## Excerpt provided:
-- Begin --

### 2/28/2022

Below is a daily table for an active acount at Shopify (an online ecommerce, retail platform). The table is called store_account and the columns are:  

| Column Name | Data Type | Description |
|:--|:--|:--|
| store_id | integer | a unique Shopify store id  |
| date | string | date  |
| status | string | Possible values are: open, closed, fraud  |
| revenue | double | Amount of spend in USD  |

Here's some additional information about the table:
   - The granularity of the table is store_id and day  
   - Assume “closed” and “fraud” are permanent labels  
   - Active = daily revenue > 0   
   - Accounts get labeled by Shopify as fraudulent and they no longer can sell product   
   - Every day of the table has every store_id that has ever used Shopify  
   
Some clarifications:
   - We want one value for each day in the month   
   - A store can be fraudulent and active on same day. E.g. they could generate revenue until 10AM, then be flagged as fradulent from 10AM onward  
   

**Given the above, write code using Python (Pandas library) to show what percent of active stores were fraudulent by day.** 

In [2]:
import pandas as pd

In [60]:
# create the store_account table
store_account = pd.DataFrame(columns = ['store_id', 'date', 'status', 'revenue'])

In [63]:
# calculate the total number of active stores and the number of those active stores that are fraudulent per day
result = store_account.groupby('date').apply(
    lambda x: pd.Series(dict(
        n_active_stores = (x.revenue > 0).sum(),
        n_active_fraud_stores = ((x.revenue > 0) & (x.status == 'fraud')).sum()
    ))).reset_index()

In [56]:
# calculate the proportion of active stores that are fraudulent, rounded to fourth decimal place
result['percent_active_fraud_stores'] = (result['n_active_fraud_stores']/result['n_active_stores']).round(4)

In [58]:
# drop the columns containing counts
result = result.drop(columns = ['n_active_fraud_stores', 'n_active_stores'])

In [None]:
# final dataframe with columns for day and pecent of active stores that were fraudulent
result

-- End --

## Data:
-- Begin --

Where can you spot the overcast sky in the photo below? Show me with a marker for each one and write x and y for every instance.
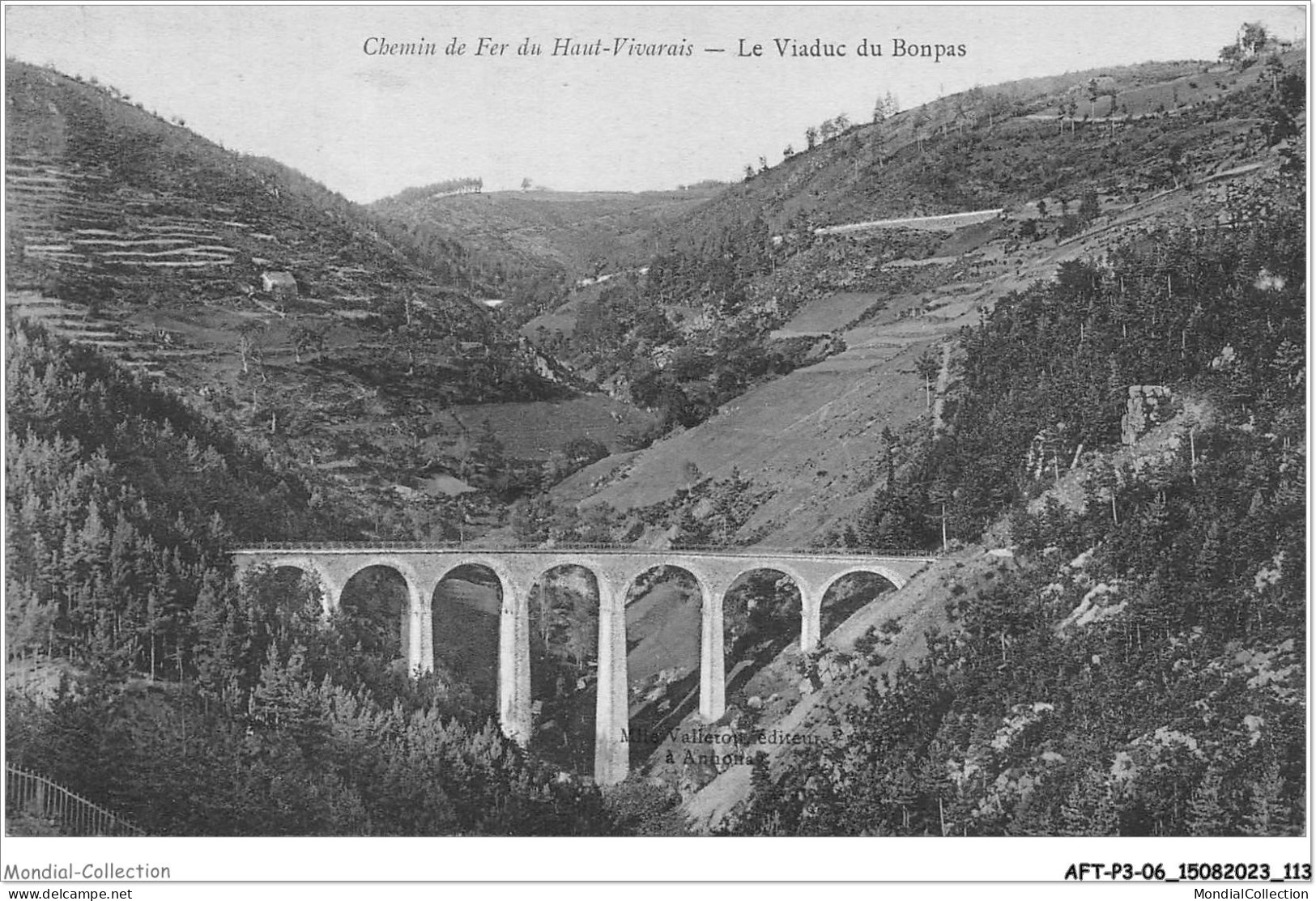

-- End --

## Stated task:
Name every column of the store_account table that the Shopify exercise above defines.

## Written solution:
store_id, date, status, revenue